THE PROBLEM: Extract the line that contains "like [936, 448]." and every line after it through the end of the records below, exactly as written, leaving out any pictures.

Records
════
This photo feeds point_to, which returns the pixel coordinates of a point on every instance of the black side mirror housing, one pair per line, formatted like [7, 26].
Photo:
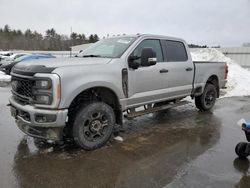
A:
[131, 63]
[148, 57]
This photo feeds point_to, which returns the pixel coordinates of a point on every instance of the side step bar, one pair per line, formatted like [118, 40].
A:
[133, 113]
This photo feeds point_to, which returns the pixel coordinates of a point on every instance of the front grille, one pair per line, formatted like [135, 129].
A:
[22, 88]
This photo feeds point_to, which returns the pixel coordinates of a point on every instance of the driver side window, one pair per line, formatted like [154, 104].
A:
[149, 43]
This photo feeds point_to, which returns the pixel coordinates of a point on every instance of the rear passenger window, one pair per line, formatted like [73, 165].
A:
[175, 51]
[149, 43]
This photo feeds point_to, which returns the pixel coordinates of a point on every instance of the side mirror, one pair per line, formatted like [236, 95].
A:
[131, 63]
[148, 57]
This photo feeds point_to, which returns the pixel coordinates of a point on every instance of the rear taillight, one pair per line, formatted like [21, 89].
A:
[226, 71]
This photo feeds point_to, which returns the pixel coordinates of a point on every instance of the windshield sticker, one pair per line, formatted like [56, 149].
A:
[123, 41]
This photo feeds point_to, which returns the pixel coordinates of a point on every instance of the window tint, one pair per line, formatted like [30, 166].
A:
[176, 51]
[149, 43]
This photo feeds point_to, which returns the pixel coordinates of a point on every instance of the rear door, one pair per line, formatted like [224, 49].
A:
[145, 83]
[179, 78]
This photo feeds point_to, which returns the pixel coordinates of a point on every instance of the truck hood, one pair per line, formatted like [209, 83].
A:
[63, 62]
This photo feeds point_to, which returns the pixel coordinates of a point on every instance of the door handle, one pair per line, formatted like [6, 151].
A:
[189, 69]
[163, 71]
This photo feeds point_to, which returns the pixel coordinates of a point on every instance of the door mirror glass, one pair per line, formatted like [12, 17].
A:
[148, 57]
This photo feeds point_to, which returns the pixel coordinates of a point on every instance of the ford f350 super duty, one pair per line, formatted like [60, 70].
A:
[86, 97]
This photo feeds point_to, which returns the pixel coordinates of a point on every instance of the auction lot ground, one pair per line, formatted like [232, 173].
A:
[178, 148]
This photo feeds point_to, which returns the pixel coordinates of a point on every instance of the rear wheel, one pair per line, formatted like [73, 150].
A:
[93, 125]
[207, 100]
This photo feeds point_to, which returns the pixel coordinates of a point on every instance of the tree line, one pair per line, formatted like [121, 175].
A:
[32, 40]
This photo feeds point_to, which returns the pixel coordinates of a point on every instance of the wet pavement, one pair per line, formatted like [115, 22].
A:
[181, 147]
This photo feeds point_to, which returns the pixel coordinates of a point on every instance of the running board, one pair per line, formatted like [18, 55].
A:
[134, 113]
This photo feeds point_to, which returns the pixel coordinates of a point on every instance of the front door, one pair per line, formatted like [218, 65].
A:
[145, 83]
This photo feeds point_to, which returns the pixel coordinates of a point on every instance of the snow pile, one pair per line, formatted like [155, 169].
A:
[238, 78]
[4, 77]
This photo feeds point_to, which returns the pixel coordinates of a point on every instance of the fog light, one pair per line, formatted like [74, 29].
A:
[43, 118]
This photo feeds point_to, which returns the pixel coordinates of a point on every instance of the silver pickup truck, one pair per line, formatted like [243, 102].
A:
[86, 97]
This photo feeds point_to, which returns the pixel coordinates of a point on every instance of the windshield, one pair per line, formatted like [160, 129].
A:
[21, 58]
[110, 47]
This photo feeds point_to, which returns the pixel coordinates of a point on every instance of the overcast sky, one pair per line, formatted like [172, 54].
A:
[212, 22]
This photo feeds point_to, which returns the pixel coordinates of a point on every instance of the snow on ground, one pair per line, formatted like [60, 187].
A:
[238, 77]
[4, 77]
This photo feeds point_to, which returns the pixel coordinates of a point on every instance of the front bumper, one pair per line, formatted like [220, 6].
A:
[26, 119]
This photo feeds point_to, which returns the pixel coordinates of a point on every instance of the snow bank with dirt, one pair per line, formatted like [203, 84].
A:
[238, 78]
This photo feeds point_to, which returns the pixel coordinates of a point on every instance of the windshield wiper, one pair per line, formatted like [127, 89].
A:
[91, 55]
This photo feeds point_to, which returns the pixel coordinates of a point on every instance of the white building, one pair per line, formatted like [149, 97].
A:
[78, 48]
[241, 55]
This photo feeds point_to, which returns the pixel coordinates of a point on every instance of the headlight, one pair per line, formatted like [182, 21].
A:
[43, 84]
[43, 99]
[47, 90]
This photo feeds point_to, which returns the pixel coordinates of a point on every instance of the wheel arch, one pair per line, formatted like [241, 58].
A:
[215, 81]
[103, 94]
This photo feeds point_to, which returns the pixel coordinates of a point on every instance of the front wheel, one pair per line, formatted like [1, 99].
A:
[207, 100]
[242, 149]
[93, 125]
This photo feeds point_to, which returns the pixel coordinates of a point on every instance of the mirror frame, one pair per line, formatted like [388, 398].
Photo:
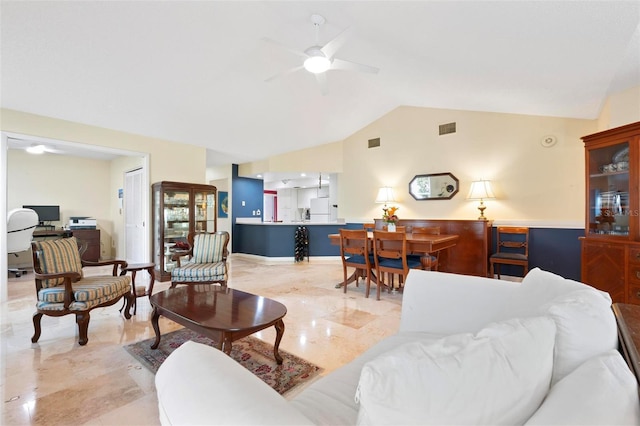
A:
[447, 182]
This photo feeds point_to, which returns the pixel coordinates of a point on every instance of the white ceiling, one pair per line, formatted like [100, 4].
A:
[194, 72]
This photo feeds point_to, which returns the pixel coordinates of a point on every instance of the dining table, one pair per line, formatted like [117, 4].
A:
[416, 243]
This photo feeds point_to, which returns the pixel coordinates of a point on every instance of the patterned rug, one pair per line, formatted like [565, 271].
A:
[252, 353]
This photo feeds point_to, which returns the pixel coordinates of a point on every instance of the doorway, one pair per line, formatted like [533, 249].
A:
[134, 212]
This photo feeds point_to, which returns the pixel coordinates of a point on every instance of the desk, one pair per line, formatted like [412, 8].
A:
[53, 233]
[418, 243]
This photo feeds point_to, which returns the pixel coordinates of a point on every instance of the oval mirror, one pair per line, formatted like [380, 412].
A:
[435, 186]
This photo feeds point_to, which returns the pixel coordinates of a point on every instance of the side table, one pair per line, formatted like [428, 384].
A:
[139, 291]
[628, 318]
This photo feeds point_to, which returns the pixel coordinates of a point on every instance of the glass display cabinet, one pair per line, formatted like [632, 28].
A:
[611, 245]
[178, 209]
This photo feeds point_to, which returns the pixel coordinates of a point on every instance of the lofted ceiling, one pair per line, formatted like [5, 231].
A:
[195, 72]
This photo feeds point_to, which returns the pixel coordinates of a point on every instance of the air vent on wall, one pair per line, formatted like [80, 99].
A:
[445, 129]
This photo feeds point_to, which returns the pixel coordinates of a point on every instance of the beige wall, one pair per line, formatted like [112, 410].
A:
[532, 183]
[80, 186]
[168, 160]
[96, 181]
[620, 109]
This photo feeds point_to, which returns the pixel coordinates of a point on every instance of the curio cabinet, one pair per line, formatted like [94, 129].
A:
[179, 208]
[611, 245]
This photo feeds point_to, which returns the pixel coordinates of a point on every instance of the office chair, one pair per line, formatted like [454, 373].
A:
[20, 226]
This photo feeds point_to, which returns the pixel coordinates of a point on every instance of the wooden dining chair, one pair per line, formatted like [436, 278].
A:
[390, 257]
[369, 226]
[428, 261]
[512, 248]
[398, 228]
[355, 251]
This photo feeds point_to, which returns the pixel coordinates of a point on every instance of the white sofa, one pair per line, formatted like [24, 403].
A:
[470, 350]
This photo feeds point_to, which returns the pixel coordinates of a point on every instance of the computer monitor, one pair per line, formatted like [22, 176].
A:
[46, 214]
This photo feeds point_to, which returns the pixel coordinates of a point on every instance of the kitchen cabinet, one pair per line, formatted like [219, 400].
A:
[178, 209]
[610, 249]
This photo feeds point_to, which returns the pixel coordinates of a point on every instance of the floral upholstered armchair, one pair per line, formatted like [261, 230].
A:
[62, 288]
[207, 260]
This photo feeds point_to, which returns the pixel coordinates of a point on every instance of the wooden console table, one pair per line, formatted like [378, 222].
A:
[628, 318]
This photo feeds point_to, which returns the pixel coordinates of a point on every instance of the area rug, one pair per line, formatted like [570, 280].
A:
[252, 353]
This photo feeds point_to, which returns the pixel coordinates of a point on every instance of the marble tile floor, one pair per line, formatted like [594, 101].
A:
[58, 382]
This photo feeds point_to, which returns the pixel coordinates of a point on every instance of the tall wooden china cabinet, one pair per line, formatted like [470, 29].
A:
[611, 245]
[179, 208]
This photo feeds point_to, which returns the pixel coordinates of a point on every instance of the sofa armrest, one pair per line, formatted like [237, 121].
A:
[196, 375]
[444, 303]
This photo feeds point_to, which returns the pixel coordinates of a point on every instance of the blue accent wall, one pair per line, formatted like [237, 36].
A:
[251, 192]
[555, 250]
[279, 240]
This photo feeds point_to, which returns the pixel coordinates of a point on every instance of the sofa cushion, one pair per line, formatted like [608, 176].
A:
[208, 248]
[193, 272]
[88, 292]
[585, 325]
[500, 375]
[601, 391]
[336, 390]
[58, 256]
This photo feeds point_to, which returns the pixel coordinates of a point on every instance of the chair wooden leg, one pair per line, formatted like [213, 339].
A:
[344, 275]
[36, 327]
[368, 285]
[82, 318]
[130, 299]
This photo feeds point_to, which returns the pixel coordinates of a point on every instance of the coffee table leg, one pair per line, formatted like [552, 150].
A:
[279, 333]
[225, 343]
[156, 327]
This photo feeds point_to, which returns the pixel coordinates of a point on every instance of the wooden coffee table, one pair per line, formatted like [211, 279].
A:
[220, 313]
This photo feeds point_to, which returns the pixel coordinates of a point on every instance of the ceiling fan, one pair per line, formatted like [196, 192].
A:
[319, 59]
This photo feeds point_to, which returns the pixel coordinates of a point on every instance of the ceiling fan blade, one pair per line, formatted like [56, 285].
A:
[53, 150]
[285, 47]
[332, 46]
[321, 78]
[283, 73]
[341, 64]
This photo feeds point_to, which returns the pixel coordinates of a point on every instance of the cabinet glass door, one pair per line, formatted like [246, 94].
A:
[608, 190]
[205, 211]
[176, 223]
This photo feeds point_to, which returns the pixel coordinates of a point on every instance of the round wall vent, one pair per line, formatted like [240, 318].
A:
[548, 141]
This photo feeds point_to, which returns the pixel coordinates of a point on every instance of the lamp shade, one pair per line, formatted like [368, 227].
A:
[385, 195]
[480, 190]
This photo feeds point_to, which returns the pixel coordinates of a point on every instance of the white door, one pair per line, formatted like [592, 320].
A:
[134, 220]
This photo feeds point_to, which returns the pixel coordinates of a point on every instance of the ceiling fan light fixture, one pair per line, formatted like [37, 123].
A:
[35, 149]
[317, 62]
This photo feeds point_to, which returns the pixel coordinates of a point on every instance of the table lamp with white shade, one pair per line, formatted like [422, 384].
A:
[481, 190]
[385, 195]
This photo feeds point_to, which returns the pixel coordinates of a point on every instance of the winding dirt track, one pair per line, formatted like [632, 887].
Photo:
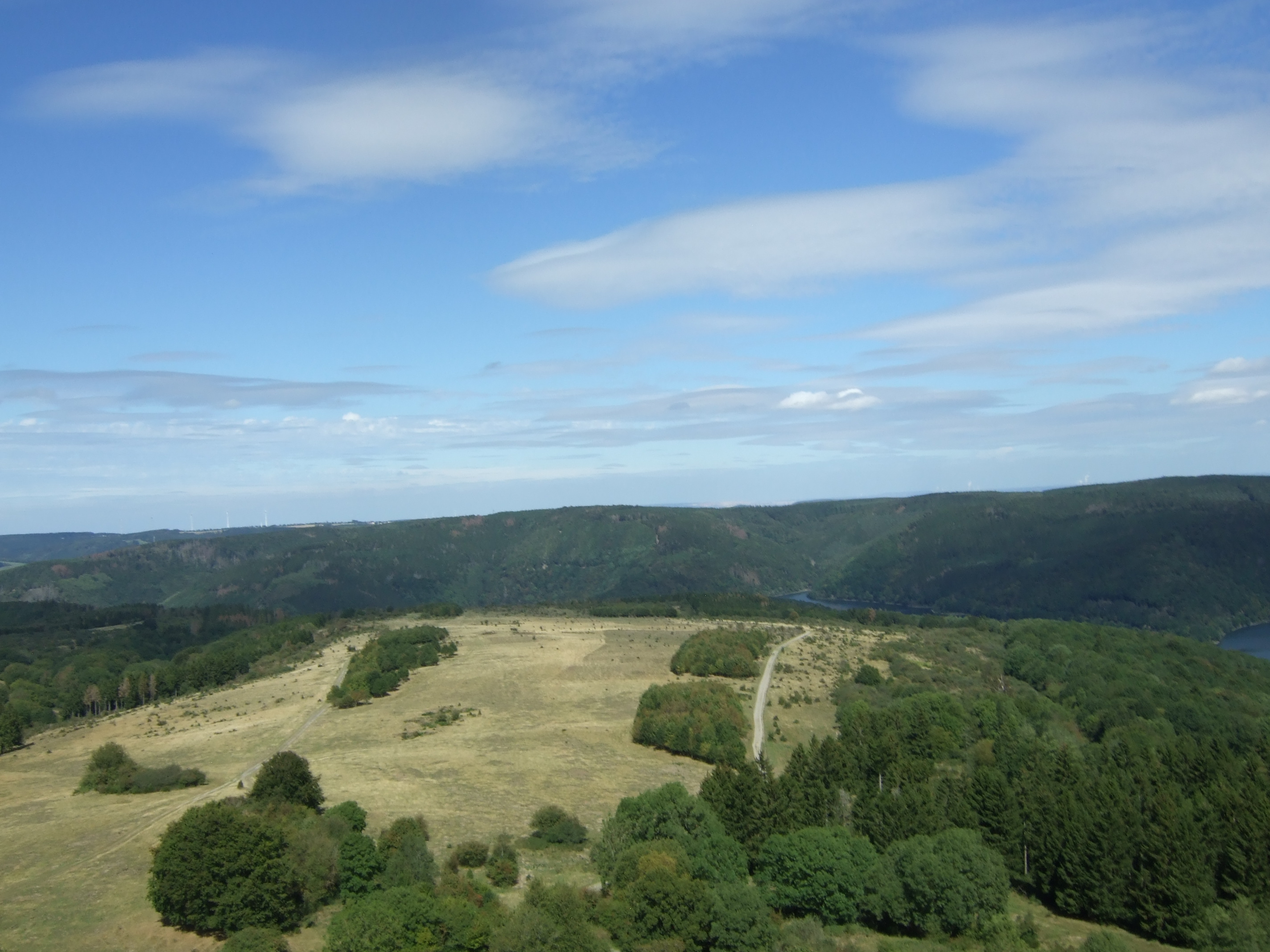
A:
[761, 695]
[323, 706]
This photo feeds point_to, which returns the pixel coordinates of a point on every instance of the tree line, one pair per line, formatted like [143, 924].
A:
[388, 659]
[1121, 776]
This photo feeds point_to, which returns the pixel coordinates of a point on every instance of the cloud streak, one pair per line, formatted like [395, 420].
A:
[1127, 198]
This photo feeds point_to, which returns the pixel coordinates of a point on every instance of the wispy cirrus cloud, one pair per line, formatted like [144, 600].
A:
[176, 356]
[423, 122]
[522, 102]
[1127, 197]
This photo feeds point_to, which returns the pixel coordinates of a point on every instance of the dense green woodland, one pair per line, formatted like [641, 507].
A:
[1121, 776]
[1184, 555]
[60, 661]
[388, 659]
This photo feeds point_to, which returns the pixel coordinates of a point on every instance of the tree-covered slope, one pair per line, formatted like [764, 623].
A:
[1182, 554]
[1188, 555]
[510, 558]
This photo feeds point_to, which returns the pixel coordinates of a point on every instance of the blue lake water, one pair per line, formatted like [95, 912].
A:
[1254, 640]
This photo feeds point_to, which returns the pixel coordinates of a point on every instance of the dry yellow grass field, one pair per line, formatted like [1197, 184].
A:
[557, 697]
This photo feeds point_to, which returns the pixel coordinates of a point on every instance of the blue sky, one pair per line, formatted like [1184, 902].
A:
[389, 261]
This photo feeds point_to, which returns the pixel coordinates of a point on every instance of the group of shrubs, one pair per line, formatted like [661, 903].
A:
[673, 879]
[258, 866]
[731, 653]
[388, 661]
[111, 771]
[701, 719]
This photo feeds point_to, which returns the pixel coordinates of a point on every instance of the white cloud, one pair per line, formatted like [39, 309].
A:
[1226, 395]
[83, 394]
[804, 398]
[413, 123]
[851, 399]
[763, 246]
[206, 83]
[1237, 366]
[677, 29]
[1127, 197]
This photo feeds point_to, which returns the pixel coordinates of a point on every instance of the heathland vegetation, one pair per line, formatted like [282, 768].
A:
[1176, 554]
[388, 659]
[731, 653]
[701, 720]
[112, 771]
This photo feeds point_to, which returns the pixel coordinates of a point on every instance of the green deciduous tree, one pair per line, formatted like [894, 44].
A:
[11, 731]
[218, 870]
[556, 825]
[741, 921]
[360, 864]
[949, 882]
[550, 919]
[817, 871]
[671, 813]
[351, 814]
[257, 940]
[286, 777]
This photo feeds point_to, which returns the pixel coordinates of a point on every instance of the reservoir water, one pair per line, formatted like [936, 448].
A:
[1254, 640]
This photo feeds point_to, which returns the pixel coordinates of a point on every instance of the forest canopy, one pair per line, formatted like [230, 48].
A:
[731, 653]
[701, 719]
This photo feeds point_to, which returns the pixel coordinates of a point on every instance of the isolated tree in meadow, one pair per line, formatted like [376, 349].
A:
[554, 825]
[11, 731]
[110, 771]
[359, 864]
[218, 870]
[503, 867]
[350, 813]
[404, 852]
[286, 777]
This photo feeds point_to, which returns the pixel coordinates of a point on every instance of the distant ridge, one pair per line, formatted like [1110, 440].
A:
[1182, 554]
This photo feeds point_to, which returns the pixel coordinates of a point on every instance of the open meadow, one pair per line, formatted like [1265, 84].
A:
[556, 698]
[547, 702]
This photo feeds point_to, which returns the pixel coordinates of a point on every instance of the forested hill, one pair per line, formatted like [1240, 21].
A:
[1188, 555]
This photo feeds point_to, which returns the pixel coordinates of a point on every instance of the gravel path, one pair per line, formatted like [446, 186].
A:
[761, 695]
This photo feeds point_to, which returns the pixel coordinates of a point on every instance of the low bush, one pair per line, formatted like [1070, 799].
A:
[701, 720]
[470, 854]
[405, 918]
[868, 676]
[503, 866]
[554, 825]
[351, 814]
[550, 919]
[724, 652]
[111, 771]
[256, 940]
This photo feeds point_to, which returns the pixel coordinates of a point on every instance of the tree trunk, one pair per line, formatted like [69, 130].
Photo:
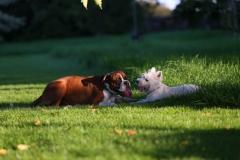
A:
════
RESULT FOR THIS TASK:
This photo feeds point_to, which returns the pixel coordinates of a point on every instance of the reservoir water, one pair per line, formatted like [936, 448].
A:
[1254, 640]
This photo feeds point_to, which returns the pixel coordinates of a point on every instance of the forest canopy, one pair per line, formatted like [230, 48].
A:
[731, 653]
[701, 719]
This photo feeds point_to, which returns the pixel coordinates of a point on every instance of the isolated tree in meadow, one pair per line, formatted like [376, 349].
A:
[554, 825]
[11, 731]
[110, 771]
[359, 864]
[218, 870]
[503, 867]
[350, 813]
[404, 852]
[286, 777]
This photo feeds point_to, which returns the pixel coordinates of a point on every instance of the distant ridge, one pair per line, formatted like [1110, 440].
A:
[1182, 554]
This photo feeds point_to, which returns the pixel coordinates of a point on every instance of the open meadow, one pair per line, formatted like [1265, 84].
A:
[556, 698]
[547, 702]
This photo feeds point_to, which returns the pixel coordinates of a point on every instance of the forested hill, one pair per line, formatted like [1240, 21].
A:
[1188, 555]
This photo feeds point_to, which returns the pixel coordinates of a point on every instance of the gravel path, one pair per line, formatted like [446, 186].
A:
[761, 695]
This photo feeds point_to, which returns the pixel coordinates of a point on every instance of the low bush, one pair per line, formatted like [1070, 799].
A:
[701, 720]
[470, 854]
[405, 918]
[868, 676]
[503, 866]
[554, 825]
[351, 814]
[550, 919]
[724, 652]
[111, 771]
[256, 940]
This photo feeds point_to, which returns the pixel coordinates of a point on every instance of the tree trunk, one pair per line, formatted like [69, 130].
Photo:
A:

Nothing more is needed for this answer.